Once the line containing "Can you find the dog head?" is found in the records below, return it and each following line exactly, up to and including the line containing "Can you find the dog face?", and nothing else.

Exercise materials:
--- START ---
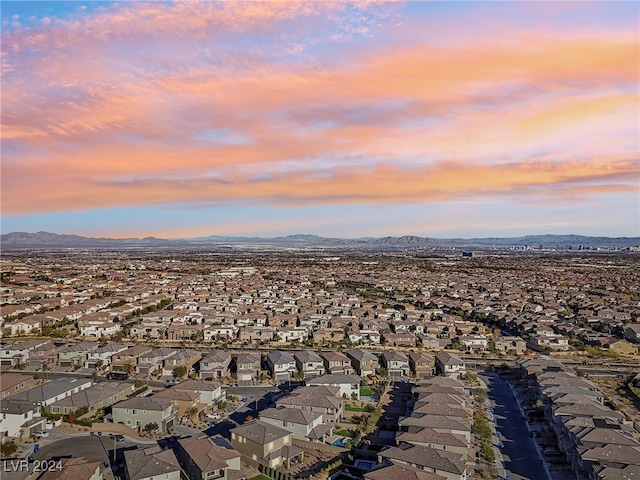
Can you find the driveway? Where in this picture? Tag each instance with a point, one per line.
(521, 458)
--- END ---
--- START ---
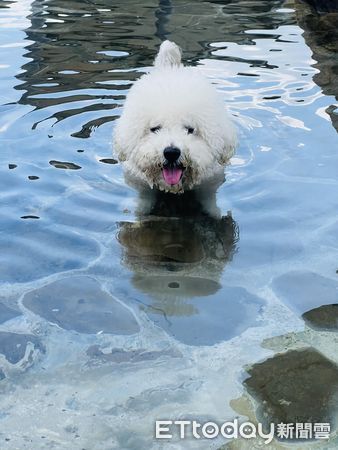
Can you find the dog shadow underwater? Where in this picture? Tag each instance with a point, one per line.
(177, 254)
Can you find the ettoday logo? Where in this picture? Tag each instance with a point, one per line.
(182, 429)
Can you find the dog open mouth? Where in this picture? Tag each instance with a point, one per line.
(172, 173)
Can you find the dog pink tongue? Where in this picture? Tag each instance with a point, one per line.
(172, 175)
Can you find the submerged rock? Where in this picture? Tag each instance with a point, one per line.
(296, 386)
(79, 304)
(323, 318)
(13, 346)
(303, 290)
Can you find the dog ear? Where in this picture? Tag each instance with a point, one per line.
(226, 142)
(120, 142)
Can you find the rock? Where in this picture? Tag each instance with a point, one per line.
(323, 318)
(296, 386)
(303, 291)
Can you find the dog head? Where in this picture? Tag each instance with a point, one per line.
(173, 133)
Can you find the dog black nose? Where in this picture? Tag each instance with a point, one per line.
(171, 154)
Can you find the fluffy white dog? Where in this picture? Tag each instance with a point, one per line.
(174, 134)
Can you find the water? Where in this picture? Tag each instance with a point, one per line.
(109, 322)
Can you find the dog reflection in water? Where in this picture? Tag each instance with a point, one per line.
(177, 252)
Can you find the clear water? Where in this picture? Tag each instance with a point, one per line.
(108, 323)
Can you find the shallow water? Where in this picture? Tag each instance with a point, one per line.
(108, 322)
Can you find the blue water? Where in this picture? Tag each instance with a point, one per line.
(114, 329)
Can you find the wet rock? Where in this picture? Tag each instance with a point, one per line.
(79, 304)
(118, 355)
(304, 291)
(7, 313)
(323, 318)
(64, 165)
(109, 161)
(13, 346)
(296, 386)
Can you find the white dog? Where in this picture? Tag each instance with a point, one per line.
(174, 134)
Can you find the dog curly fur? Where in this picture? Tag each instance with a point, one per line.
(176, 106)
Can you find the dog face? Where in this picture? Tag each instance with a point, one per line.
--- END ---
--- START ---
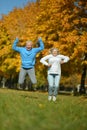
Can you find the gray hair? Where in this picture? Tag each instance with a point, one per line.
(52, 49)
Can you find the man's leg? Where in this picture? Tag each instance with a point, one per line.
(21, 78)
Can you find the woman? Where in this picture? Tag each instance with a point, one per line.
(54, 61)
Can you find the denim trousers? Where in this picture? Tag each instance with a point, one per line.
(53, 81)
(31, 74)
--- END ---
Your solution:
Can you find the dog head? Where in this picture? Tag each instance with a point, one per line.
(173, 133)
Can you find the dog black nose? Where in this picture? Tag each instance with a point, one per line.
(171, 154)
Can you find the fluffy white dog? Where in this picture? Tag each instance with a point, one per line.
(174, 134)
Can you find the water? Where in this picture? Tag each instance with a point, one per line.
(109, 322)
Can you find the dog reflection in water? Where in this picture? Tag each instance with a point, one per line.
(177, 252)
Can you find the clear water? Where in this picture? Tag each instance with a point, one per line.
(108, 323)
Can you find the shallow water? Where in this picture? Tag each instance with a point, one per line.
(108, 322)
Can you find the blue water? Where in this picture? Tag each instance with a point, one per line.
(114, 329)
Can you find the wet rock? Where in this picture? Tag each instance with a point, one per line.
(79, 304)
(118, 355)
(304, 291)
(7, 313)
(323, 318)
(64, 165)
(109, 161)
(13, 346)
(296, 386)
Can you find the white dog? Where in this picture? Tag each instance with a point, one per line.
(174, 134)
Can you find the dog curly fur? Where in this picture? Tag each instance with a point, one per line.
(176, 106)
Can you find the dog face? Where in this picture? Tag each instance with a point, one per line.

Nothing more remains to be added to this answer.